— START OF Data excerpts —
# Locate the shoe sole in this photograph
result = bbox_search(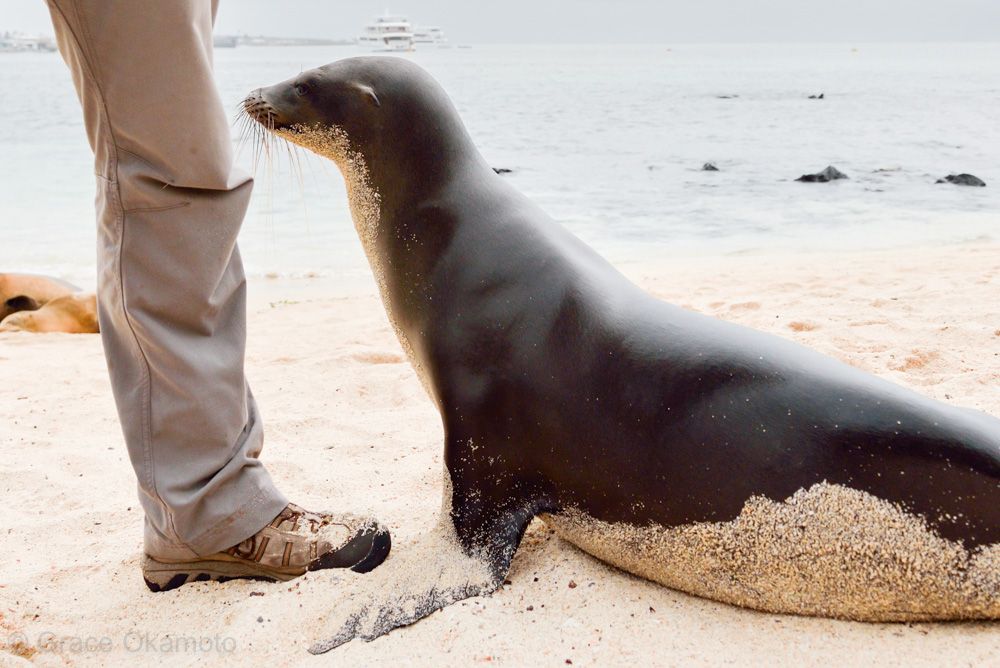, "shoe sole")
[142,529,392,592]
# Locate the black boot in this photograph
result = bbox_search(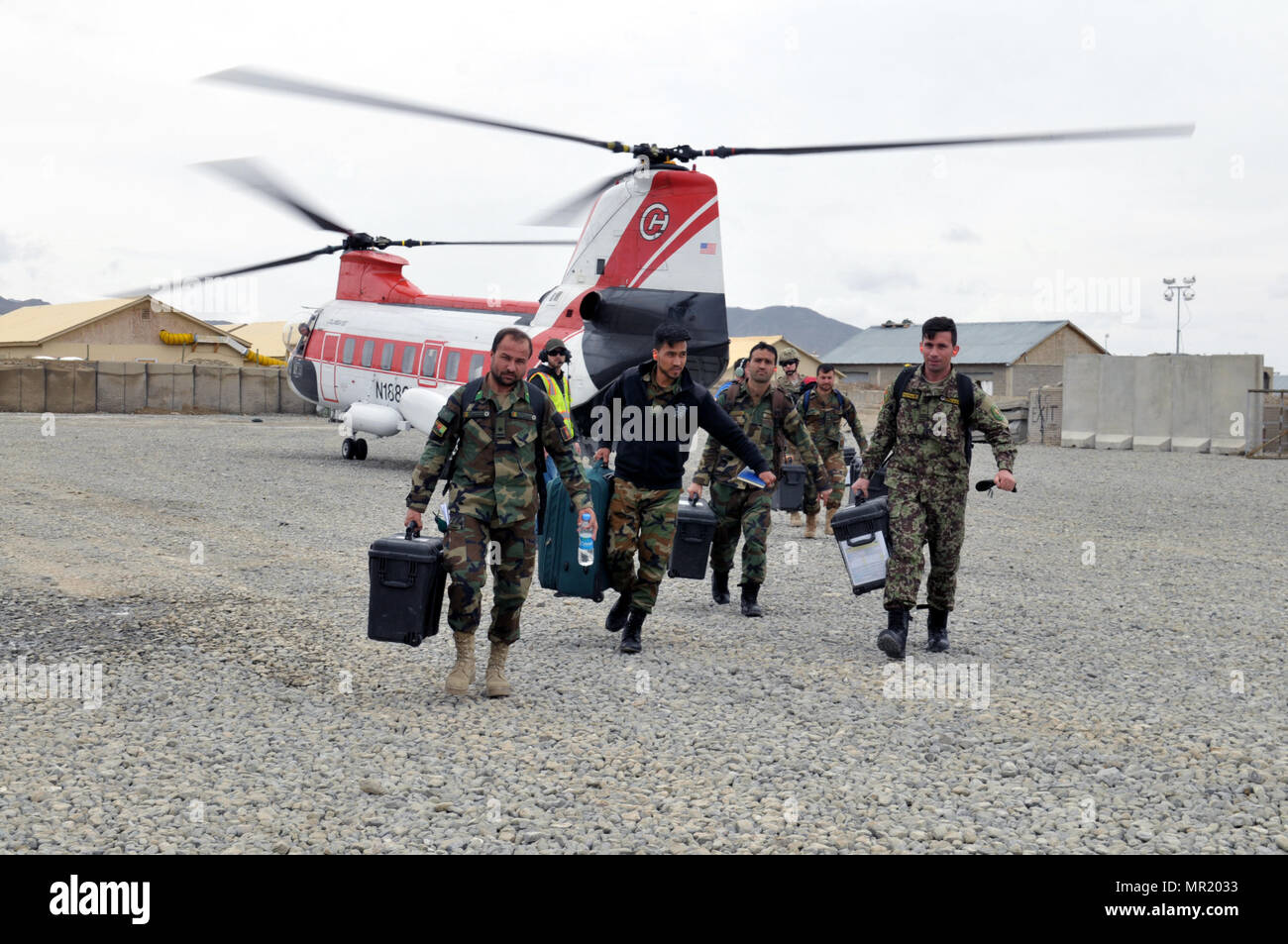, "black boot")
[926,606,948,652]
[877,606,909,660]
[604,593,631,632]
[618,606,648,654]
[711,571,729,602]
— END OF Data excerpts —
State how many lines of the data contain the word "photograph". Give only the number.

2